▶ Text section:
# 65 temptest leg room



## Mike Zelasko (Feb 3, 2019)

I resently bought a 65 Temptest , and i have an issue with leg room using brake & clutch peadal . I' only5'11 but dam my knees are hidding my chest to get my feet on the pedals. is this a common with this year ? Can I unbolt the seat & drill new holes and just move them back ? any imput would be helpful .


----------



## cij911 (Oct 25, 2017)

Mike Zelasko said:


> I resently bought a 65 Temptest , and i have an issue with leg room using brake & clutch peadal . I' only5'11 but dam my knees are hidding my chest to get my feet on the pedals. is this a common with this year ? Can I unbolt the seat & drill new holes and just move them back ? any imput would be helpful .


I actually posted a similar question as I just got my 65 back from the interior shop and the seat movement is very limited. I have confirmed it is moving the full range of motion, but that is very limited compared to todays standards. (My 56' Bel Air goes back further.)


----------



## Mike Zelasko (Feb 3, 2019)

Ya it really sucks . I just looked under and the shop never used the orignal factory holes for the sets. there forward almost 2 in. which isnt alot but it makes a differance . I'm goiong to pull the seats out tonight and move them back 4 in. I'll have to drill thru the main cross braces but it wont affect anything.


----------



## BLK69JUDGE (Jun 10, 2010)

https://www.google.com/search?q=gto...HHzQIHSiUCNcQBQgrKAA&biw=1067&bih=691&dpr=1.5


----------

▶ Your goal: Copy the leg room thread word for word, starting at "## cij911 (Oct" and ending at "goes back further.)".

▶ Raw data:
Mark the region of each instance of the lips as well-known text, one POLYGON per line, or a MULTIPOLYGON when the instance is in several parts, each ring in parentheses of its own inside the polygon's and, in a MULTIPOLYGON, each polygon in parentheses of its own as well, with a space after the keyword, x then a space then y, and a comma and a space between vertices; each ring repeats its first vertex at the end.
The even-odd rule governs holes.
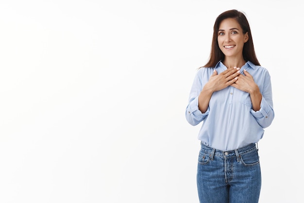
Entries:
POLYGON ((236 45, 227 45, 227 46, 224 46, 224 47, 226 49, 230 49, 235 46, 236 45))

▶ Response below:
## cij911 (Oct 25, 2017)

Mike Zelasko said:


> I resently bought a 65 Temptest , and i have an issue with leg room using brake & clutch peadal . I' only5'11 but dam my knees are hidding my chest to get my feet on the pedals. is this a common with this year ? Can I unbolt the seat & drill new holes and just move them back ? any imput would be helpful .


I actually posted a similar question as I just got my 65 back from the interior shop and the seat movement is very limited. I have confirmed it is moving the full range of motion, but that is very limited compared to todays standards. (My 56' Bel Air goes back further.)